# Instructions for the task
Go through the listing and write out all of it exactly.

# Material provided
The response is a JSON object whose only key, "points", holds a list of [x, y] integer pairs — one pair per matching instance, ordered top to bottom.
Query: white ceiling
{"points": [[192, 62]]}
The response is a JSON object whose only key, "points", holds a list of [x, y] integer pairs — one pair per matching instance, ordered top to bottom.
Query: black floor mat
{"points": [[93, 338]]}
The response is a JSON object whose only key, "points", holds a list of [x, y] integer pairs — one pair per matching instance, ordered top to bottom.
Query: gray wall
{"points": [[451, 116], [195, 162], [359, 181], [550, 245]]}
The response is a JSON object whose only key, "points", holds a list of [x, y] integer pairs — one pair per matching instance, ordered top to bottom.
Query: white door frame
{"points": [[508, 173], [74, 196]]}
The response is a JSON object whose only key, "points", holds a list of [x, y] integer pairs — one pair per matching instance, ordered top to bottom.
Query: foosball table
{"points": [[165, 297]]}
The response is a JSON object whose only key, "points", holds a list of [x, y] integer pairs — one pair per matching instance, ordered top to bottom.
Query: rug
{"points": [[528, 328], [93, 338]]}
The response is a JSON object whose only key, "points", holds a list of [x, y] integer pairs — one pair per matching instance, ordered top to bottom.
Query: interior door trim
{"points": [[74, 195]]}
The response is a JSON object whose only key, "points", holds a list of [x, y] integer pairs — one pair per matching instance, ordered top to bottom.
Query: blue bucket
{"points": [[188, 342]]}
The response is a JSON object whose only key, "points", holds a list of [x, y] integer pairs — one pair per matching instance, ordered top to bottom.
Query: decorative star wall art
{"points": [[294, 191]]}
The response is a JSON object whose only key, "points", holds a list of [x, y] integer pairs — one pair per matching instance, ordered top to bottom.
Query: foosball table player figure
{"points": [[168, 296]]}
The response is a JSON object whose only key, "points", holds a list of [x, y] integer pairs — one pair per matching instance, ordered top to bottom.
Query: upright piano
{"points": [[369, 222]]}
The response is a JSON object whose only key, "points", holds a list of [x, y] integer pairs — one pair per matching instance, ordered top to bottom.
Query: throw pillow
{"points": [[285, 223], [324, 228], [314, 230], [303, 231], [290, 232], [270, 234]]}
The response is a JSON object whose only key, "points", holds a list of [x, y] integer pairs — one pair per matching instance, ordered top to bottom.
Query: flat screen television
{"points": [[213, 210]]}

# Written solution
The response is a JSON object whose only key, "points", holds a list of [x, y] integer pairs — one pair per matching instance, ordered top to bottom.
Query: white ceiling
{"points": [[192, 62]]}
The response is a JSON object whose only key, "points", holds a list of [x, y] integer pairs — one pair per matching instance, ordered top to bottom.
Query: black floor mat
{"points": [[93, 338]]}
The response is a JSON object whose only key, "points", holds a list of [x, y] integer pairs — one pair per matching instance, ordered top to bottom.
Query: gray wall
{"points": [[451, 116], [195, 162], [359, 181], [550, 245]]}
The response is a JSON object whose only key, "points", holds a list of [x, y] integer pairs — one pair per matching instance, ordered top to bottom.
Query: white door frame
{"points": [[508, 173], [74, 196]]}
The response is a JSON object whose only key, "points", holds a list of [x, y] integer pairs — one pair per matching instance, ordered top to bottom.
Query: foosball table
{"points": [[165, 297]]}
The response is a JSON object whose only key, "points", holds a list of [x, y] integer pairs — one pair per matching instance, ordered top to bottom.
Query: rug
{"points": [[528, 328], [93, 338]]}
The response is a JSON object whose only key, "points", holds a list of [x, y] integer pairs — one pair per matching instance, ordered top to bottom.
Query: interior door trim
{"points": [[74, 195]]}
The response is a JSON object whose only key, "points", holds a list of [x, y] integer pairs — one pair per matching instance, ordered top to bottom.
Query: blue bucket
{"points": [[188, 342]]}
The response is a JSON object whose only key, "points", holds a list of [x, y] integer pairs — one pair per matching instance, ordered top to bottom.
Query: decorative star wall art
{"points": [[294, 191]]}
The response is a JSON object whose only key, "points", holds a list of [x, y] integer pairs — one pair per matching instance, ordered top to bottom.
Query: foosball table player figure
{"points": [[168, 296]]}
The response is a JSON object whose only key, "points", holds a list of [x, y] integer pairs — one pair per matching instance, ordered top to bottom.
Query: upright piano
{"points": [[369, 222]]}
The response is a JSON object whose only key, "points", holds a list of [x, y] integer pairs — one pair per matching instance, ordered top to bottom.
Query: throw pillow
{"points": [[285, 223], [324, 228], [314, 230], [303, 231], [290, 232], [270, 234]]}
The response is a JSON object whose only key, "points", holds a list of [x, y] integer pairs — one pair per matching instance, ordered top to bottom.
Query: flat screen television
{"points": [[213, 210]]}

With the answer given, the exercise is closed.